■ YOUR GOAL: Transcribe the records below line for line, without changing anything.

-- start of ITEMS --

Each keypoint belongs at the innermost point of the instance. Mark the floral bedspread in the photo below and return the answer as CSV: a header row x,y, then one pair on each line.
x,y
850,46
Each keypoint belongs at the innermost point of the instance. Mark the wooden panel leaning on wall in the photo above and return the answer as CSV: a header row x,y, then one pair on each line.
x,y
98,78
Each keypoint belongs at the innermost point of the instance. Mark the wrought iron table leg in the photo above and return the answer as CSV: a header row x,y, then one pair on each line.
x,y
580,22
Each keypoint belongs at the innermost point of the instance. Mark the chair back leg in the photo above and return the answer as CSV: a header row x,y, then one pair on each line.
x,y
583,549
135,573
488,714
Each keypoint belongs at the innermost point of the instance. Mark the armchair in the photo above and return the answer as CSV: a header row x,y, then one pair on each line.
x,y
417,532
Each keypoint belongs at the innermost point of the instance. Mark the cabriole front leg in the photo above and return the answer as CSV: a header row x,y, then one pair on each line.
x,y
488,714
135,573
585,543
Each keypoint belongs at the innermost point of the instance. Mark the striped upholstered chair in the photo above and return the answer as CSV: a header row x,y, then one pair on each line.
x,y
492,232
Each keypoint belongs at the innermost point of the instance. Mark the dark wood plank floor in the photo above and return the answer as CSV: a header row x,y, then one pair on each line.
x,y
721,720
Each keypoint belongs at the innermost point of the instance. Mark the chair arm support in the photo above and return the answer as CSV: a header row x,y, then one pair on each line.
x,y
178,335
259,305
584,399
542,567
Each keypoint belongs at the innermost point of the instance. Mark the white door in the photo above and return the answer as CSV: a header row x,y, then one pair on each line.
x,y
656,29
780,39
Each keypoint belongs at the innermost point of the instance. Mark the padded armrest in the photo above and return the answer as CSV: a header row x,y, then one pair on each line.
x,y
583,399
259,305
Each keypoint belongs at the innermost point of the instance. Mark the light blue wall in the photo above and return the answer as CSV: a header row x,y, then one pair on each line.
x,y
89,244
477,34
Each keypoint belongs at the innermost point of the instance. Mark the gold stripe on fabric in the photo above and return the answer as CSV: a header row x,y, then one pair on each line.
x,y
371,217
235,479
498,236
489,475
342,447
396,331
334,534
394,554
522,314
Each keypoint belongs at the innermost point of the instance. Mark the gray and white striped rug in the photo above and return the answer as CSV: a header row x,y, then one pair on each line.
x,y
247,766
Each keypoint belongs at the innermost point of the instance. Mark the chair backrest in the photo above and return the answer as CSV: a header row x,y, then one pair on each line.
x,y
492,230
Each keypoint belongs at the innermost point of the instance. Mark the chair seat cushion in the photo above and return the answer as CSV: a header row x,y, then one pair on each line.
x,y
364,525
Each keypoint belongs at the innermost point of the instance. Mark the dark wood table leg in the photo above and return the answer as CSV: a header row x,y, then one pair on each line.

-- end of ITEMS --

■ IN RESPONSE:
Each keypoint belongs at the innermost point of the instance. Mark the floral bedspread in the photo below and return the answer as CSV: a header row x,y, then one pair on each line.
x,y
850,46
Each keypoint belongs at the innermost point of the instance. Mark the wooden panel leaning on wall in the photo above and return the answer as CSV: a header row x,y, then one pair on each line.
x,y
98,78
Each keypoint belongs at the innermost point of the instance. Mark the wrought iron table leg in the photo above and return the answer as CSV: a header row x,y, then one pair on each line.
x,y
580,22
Each keypoint belongs at the innermost point of the instance. Mark the chair back leg in the photo above and return the answer as CSV: a header row x,y, then one pair on each line.
x,y
583,549
135,573
488,714
Each keypoint belongs at the innermost point of the instance. Mark the armchair in the photo above and return the answer as CSV: a header row x,y, then one pair on each line.
x,y
417,532
Each keypoint belongs at the innermost point of the instance. Mark the cabriole front leg in the photo above and return the answer as CSV: a header row x,y, then one pair on each line.
x,y
488,714
135,573
585,543
Each keypoint belongs at the innermost point of the instance. Mark the striped upholstered chair in the photo above and return the answer as CSV: a header row x,y, then one pair on each line.
x,y
492,232
Each keypoint belongs at the innermost point of the instance. Mark the dark wood plank floor in the photo above and return the answer as CSV: a header row x,y, then one pair on each line.
x,y
721,720
Each keypoint belongs at the innermost point of the instance. Mark the chair arm support in the photo above and return the answer as CSV: a header row x,y, then one pair on each line.
x,y
178,335
259,305
584,399
542,567
Each keypoint belongs at the innermost point of the instance. Mark the white door in the photo above and return the answer as CSV: a header row x,y, then one pair on each line.
x,y
656,29
780,39
Each keypoint belongs at the innermost point of the instance. Mark the padded armrest in the photo above and return the answer as CSV: a header row x,y, then one pair on each line.
x,y
583,399
259,305
Each keypoint belongs at the innermost point of the instance. Mark the light blue wall in the photo above and return the answer as CSV: a header row x,y, then one pair on each line.
x,y
89,244
477,34
Each keypoint belongs at the innermost point of the instance. Mark the gold stripe on fabric in the photo above and return the answer as CSV: a header row x,y, then one pair on each line.
x,y
371,217
235,479
498,236
489,475
342,447
396,331
334,534
394,554
522,314
Each keypoint belongs at the innermost point of the instance. Mark the gray and white striped rug in the photo above and return the answer as CSV: a header row x,y, then one pair on each line.
x,y
247,766
Each keypoint belongs at the innermost point of the instance. Mark the chair backrest in the photo above and return the answer as CSV: a header row x,y, then one pair on each line.
x,y
492,230
Each keypoint belongs at the innermost point of the instance. Mark the chair seat cushion in the photo above and return the answer as CSV: a header row x,y, then one pair on each line.
x,y
364,525
Each keypoint belongs at the innermost point of the instance. Mark the dark wood table leg in the photo above and return the answer as CSV: a header row x,y, then one pair on each line.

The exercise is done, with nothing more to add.